# [EXERCISE DESCRIPTION]
Convert the data below into a Markdown table with the columns No. and Line, with each nonblank line in its own numbered row.

--------------------------------

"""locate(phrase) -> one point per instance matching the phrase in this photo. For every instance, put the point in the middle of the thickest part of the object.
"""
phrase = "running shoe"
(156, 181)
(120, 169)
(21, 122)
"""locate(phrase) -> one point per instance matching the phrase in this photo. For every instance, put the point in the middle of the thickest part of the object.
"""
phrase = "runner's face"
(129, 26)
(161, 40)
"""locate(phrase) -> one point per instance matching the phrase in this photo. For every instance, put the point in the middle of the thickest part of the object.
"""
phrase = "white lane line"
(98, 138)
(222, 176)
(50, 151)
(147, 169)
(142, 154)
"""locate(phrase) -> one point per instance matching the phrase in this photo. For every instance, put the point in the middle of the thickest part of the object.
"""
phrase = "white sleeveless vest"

--------------------------------

# [ANSWER TO THE TASK]
| No. | Line |
|---|---|
| 1 | """locate(phrase) -> one point per instance matching the phrase in this photo. For every instance, put the point in the middle of the thickest part of the object. |
| 2 | """ |
| 3 | phrase = "running shoe" |
| 4 | (156, 181) |
| 5 | (120, 169) |
| 6 | (21, 122) |
| 7 | """locate(phrase) -> one point per instance matching the phrase in this photo. For every instance, put the point in the middle of the thickest part of the object. |
| 8 | """ |
| 9 | phrase = "runner's face" |
| 10 | (129, 26) |
| 11 | (161, 40) |
| 12 | """locate(phrase) -> one point per instance matching the phrase in this photo. For every instance, put the point in the middle of the thickest part of the object. |
| 13 | """ |
| 14 | phrase = "white lane line" |
| 15 | (98, 138) |
| 16 | (222, 176) |
| 17 | (50, 151) |
| 18 | (147, 169) |
| 19 | (142, 154) |
| 20 | """locate(phrase) -> one point per instance matching the phrase in this photo. For every instance, put the point in the middle of the thickest part of the object. |
| 21 | """ |
| 22 | phrase = "white sleeveless vest" |